> _What you will do_:
(a) List, in order, the section headings in the abstract's body text.
(b) Copy everything in the abstract from "Abstract 11418: Incremental" down to "detection of 3VD.", substituting "difficult" for "challenging".

> _Reading passage_:
--------

Abstract 11418: Incremental Value of High-Resolution Myocardial Perfusion Cardiovascular Magnetic Resonance Imaging in Patients with Three-Vessel Coronary Artery Disease
Introduction The detection of three-vessel coronary artery disease (3VD) with non-invasive imaging can be challenging due to the effects of balanced ischemia. We hypothesised that high-resolution myocardial perfusion cardiac magnetic resonance (perfusion-CMR) would outperform standard-resolution acquisition for the detection of 3VD.
Methods Twenty-four patients with angiographic 3VD and 24 normal controls underwent stress perfusion-CMR (1.5T Philips Intera) with a standard-resolution method (2.5mm in-plane using two-fold sensitivity encoding - SENSE) and on a separate visit with a high-resolution method (1.3mm in-plane achieved with 8-fold k-t SENSE acceleration) - see figure 1. Two blinded observers visually interpreted the CMR data by grading perfusion in each segment on a 5-point scale (0 = normal; 4 = absent uptake) in a 16-segment model. Segmental scores were summed to produce a perfusion score (0-64) for each patient and a score of ≥4 was considered abnormal.
Results In the 3VD group, high-resolution perfusion-CMR identified more abnormal segments per patient (7.3 ± 3.7 vs. 5.2 ± 3.9; p=0.01), more abnormal territories per patient (2.0 ± 0.9 vs. 1.46 ± 1.0; p=0.02) and a higher overall perfusion score (17.7 ± 8.6 vs. 13.9 ± 10.2; p=0.03). The number of segments with subendocardial ischemia was greater for high-resolution CMR (134 vs. 70 segments; 47% vs. 24%; p <0.0001). On a per patient analysis, the sensitivity, specificity and area under the curve (AUC) for identifying any perfusion defect were similar for both methods (92%, 74% and 0.94 respectively for high-resolution and 79%, 84% and 0.87 for standard-resolution CMR; all p values > 0.05).
Conclusions In this small study, standard and high-resolution perfusion-CMR had similar diagnostic accuracies for identifying any perfusion abnormality in 3VD. However, high-resolution CMR increased the detection of disease burden by identifying a greater number of segments with subendocardial ischemia.
- © 2011 by American Heart Association, Inc.

--------

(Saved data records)
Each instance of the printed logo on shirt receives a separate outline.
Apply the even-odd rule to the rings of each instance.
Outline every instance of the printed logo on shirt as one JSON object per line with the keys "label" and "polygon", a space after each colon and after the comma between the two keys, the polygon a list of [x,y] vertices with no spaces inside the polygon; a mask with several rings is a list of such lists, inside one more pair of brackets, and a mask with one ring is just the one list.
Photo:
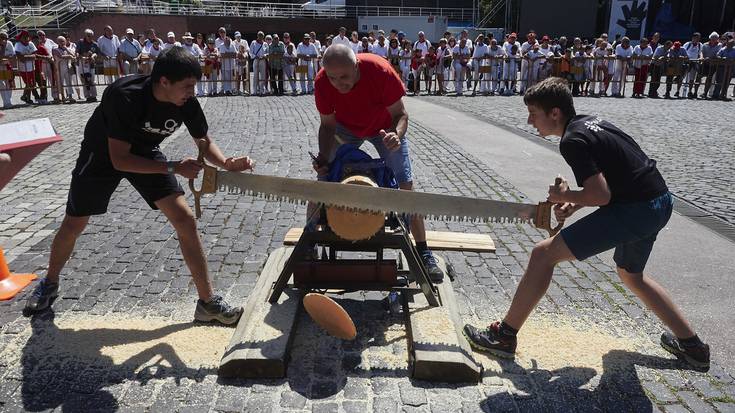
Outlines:
{"label": "printed logo on shirt", "polygon": [[179,126],[181,126],[181,123],[178,123],[173,119],[168,119],[163,123],[162,129],[154,128],[151,126],[150,122],[146,122],[145,126],[143,126],[143,130],[148,133],[155,133],[156,135],[170,136],[176,132],[176,129],[178,129]]}
{"label": "printed logo on shirt", "polygon": [[602,119],[596,118],[595,120],[588,120],[584,123],[584,126],[587,127],[588,130],[591,130],[592,132],[600,132],[602,128],[600,127],[600,122],[602,122]]}

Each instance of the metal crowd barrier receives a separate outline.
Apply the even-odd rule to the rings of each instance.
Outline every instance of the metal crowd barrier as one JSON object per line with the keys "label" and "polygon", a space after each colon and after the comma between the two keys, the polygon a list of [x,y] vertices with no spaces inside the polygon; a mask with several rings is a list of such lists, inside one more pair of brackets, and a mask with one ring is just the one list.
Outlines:
{"label": "metal crowd barrier", "polygon": [[[280,60],[282,69],[270,69]],[[410,57],[388,56],[401,78],[408,85]],[[448,59],[448,60],[447,60]],[[520,88],[528,89],[549,76],[566,78],[575,95],[625,95],[628,88],[633,93],[657,93],[665,86],[667,93],[676,85],[677,92],[688,93],[700,87],[713,98],[725,98],[735,76],[735,59],[713,58],[689,60],[683,58],[650,57],[541,57],[536,59],[508,57],[446,57],[446,65],[437,62],[433,68],[423,64],[417,71],[419,89],[428,80],[435,93],[467,91],[476,94],[496,94]],[[40,62],[40,63],[37,63]],[[403,62],[403,63],[402,63]],[[321,58],[269,56],[250,60],[239,53],[202,56],[202,79],[198,94],[267,94],[276,91],[292,94],[313,91],[314,78],[321,66]],[[143,55],[140,59],[127,57],[62,57],[49,59],[37,56],[22,61],[19,58],[0,59],[0,94],[8,91],[24,91],[36,100],[83,99],[97,96],[96,87],[105,86],[120,76],[151,72],[155,58]],[[277,66],[277,64],[274,64]],[[32,74],[28,68],[32,67]],[[408,68],[408,70],[406,70]],[[458,78],[459,77],[459,78]],[[686,97],[686,96],[682,96]]]}

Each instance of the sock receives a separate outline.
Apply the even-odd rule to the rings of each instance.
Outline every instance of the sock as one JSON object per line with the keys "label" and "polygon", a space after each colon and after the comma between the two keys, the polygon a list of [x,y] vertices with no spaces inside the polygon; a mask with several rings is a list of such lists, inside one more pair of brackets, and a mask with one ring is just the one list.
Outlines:
{"label": "sock", "polygon": [[678,338],[677,337],[677,339],[679,340],[679,343],[681,343],[681,345],[683,347],[690,347],[691,348],[691,347],[699,347],[699,346],[703,346],[704,345],[704,343],[702,342],[702,340],[700,340],[699,339],[699,336],[696,335],[696,334],[693,335],[692,337],[689,337],[689,338]]}
{"label": "sock", "polygon": [[416,251],[418,252],[424,252],[429,249],[429,246],[426,245],[426,241],[424,242],[416,242]]}
{"label": "sock", "polygon": [[502,321],[500,323],[500,332],[503,335],[512,336],[512,337],[515,337],[516,334],[518,334],[518,330],[506,324],[505,321]]}

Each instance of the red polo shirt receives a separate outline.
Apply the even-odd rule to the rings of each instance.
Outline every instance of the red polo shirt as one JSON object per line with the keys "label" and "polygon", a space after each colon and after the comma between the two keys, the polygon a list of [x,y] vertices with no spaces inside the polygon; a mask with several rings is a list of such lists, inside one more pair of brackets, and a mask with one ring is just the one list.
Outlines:
{"label": "red polo shirt", "polygon": [[339,93],[322,68],[314,81],[314,97],[319,113],[334,113],[337,122],[355,136],[369,138],[393,126],[388,107],[398,102],[406,89],[398,73],[384,58],[360,54],[357,61],[360,80],[352,90]]}

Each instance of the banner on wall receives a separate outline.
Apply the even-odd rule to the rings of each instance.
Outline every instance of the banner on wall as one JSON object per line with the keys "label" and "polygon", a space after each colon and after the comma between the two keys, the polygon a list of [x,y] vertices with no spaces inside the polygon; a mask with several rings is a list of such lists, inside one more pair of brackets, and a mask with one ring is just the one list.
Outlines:
{"label": "banner on wall", "polygon": [[645,0],[612,0],[608,30],[610,40],[619,34],[637,43],[643,37],[647,15],[648,2]]}

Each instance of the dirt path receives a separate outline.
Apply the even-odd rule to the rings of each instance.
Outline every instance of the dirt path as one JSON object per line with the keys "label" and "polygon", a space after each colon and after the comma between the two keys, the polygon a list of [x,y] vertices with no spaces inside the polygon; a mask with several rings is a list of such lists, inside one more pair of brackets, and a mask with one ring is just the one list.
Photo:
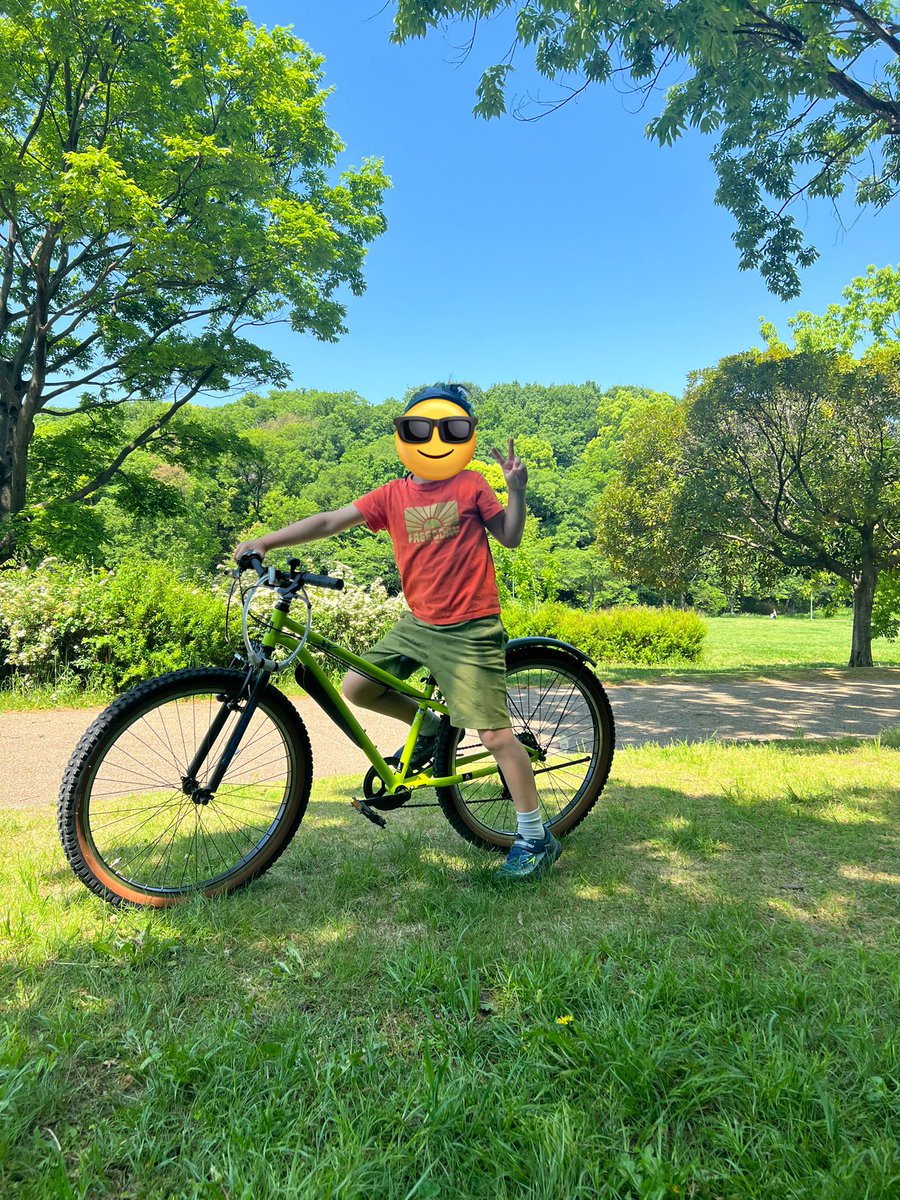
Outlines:
{"label": "dirt path", "polygon": [[[618,746],[707,738],[871,737],[900,727],[900,670],[816,671],[776,678],[726,676],[653,680],[608,688]],[[295,701],[312,740],[316,776],[368,769],[368,760],[311,700]],[[0,808],[56,802],[60,778],[100,709],[0,714]],[[366,713],[366,731],[384,750],[402,744],[406,726]]]}

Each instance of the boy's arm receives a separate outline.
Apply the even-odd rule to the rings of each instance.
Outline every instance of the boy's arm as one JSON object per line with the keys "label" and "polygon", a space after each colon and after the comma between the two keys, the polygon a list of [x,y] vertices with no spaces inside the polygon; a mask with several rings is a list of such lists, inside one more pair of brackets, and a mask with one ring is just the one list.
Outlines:
{"label": "boy's arm", "polygon": [[524,488],[511,487],[509,490],[509,504],[503,512],[498,512],[496,517],[485,521],[485,524],[502,546],[506,546],[508,550],[515,550],[522,541],[524,516]]}
{"label": "boy's arm", "polygon": [[307,541],[318,541],[319,538],[330,538],[335,533],[352,529],[364,520],[355,504],[348,504],[347,508],[336,509],[334,512],[316,512],[311,517],[304,517],[302,521],[284,526],[283,529],[253,538],[252,541],[242,541],[235,547],[234,558],[239,559],[248,550],[258,550],[262,554],[266,554],[270,550],[278,550],[282,546],[300,546]]}

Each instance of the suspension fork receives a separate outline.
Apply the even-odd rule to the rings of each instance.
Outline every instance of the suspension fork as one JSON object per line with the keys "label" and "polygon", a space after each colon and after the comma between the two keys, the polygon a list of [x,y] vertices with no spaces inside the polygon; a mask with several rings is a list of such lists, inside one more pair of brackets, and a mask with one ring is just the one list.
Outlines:
{"label": "suspension fork", "polygon": [[210,725],[206,736],[200,743],[197,754],[194,755],[190,767],[187,768],[186,775],[181,780],[181,790],[185,792],[186,796],[190,796],[194,800],[194,803],[209,804],[209,802],[215,796],[216,788],[222,782],[224,773],[230,767],[232,760],[238,752],[238,746],[240,745],[241,738],[246,733],[251,718],[253,716],[253,713],[257,710],[257,707],[259,706],[259,694],[262,692],[263,688],[265,688],[265,685],[269,683],[269,673],[266,671],[259,671],[257,673],[256,682],[253,683],[250,695],[247,696],[247,702],[245,703],[241,715],[238,720],[238,724],[235,725],[234,731],[230,738],[228,739],[228,743],[224,750],[222,751],[218,762],[216,763],[215,770],[210,775],[206,786],[200,787],[197,780],[197,772],[205,762],[206,755],[216,744],[216,739],[224,728],[226,721],[240,704],[241,697],[246,695],[247,684],[250,683],[250,679],[251,679],[251,673],[248,672],[247,678],[244,680],[241,690],[238,692],[238,695],[222,701],[222,704],[218,712],[216,713],[215,720]]}

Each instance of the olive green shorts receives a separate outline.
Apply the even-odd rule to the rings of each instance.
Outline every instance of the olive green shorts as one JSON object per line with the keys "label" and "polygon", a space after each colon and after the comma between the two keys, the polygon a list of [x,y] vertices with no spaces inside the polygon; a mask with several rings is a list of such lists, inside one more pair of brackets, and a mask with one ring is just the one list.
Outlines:
{"label": "olive green shorts", "polygon": [[434,676],[457,730],[509,730],[506,642],[499,616],[428,625],[404,612],[394,629],[360,655],[408,679],[420,666]]}

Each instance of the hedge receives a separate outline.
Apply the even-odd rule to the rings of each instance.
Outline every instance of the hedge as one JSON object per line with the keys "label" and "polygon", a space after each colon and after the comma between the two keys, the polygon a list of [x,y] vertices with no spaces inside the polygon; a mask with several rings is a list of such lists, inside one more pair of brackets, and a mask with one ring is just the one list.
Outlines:
{"label": "hedge", "polygon": [[[314,628],[347,649],[364,654],[406,608],[380,580],[342,592],[310,589]],[[89,571],[55,559],[38,568],[0,571],[0,683],[56,684],[60,677],[118,692],[142,679],[202,664],[228,664],[240,647],[240,608],[232,607],[226,638],[228,580],[200,587],[179,580],[154,562],[132,562],[116,571]],[[268,593],[260,606],[271,604]],[[305,618],[302,605],[294,612]],[[509,606],[503,620],[511,637],[546,634],[580,647],[598,662],[661,664],[696,659],[706,626],[692,612],[671,608],[613,608],[578,612],[560,604],[535,611]],[[332,679],[346,670],[324,659]]]}

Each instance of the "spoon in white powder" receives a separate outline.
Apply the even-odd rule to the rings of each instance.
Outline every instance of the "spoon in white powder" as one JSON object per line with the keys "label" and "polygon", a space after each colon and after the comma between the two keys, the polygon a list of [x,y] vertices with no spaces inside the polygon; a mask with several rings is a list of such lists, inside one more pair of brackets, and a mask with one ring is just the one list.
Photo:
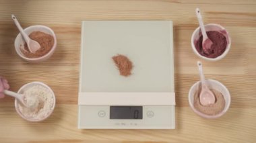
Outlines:
{"label": "spoon in white powder", "polygon": [[23,105],[28,108],[34,109],[39,104],[39,101],[36,96],[31,96],[30,95],[25,96],[23,94],[19,94],[8,90],[4,90],[3,93],[5,95],[16,98]]}

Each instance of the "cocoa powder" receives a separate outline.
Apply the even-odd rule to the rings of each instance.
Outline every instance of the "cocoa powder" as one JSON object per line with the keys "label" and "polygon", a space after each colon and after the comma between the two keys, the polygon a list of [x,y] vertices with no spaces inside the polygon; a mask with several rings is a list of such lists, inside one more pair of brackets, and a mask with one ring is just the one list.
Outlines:
{"label": "cocoa powder", "polygon": [[29,51],[27,43],[25,43],[24,48],[21,48],[21,51],[27,58],[34,58],[44,56],[53,46],[54,38],[50,34],[37,31],[32,32],[28,36],[38,42],[41,47],[35,53],[32,53]]}
{"label": "cocoa powder", "polygon": [[209,53],[206,54],[203,51],[202,46],[203,36],[201,35],[199,39],[195,42],[195,48],[201,55],[207,58],[215,58],[225,52],[226,45],[228,44],[226,38],[223,34],[216,31],[206,32],[206,34],[213,42],[211,49],[208,51]]}
{"label": "cocoa powder", "polygon": [[128,77],[131,75],[133,63],[127,56],[117,54],[117,56],[113,56],[112,58],[119,68],[121,75]]}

--------

> _Problem solutions_:
(a) Introduction, Methods, Results, Conclusions

(b)
Abstract 11418: Incremental Value of High-Resolution Myocardial Perfusion Cardiovascular Magnetic Resonance Imaging in Patients with Three-Vessel Coronary Artery Disease
Introduction The detection of three-vessel coronary artery disease (3VD) with non-invasive imaging can be difficult due to the effects of balanced ischemia. We hypothesised that high-resolution myocardial perfusion cardiac magnetic resonance (perfusion-CMR) would outperform standard-resolution acquisition for the detection of 3VD.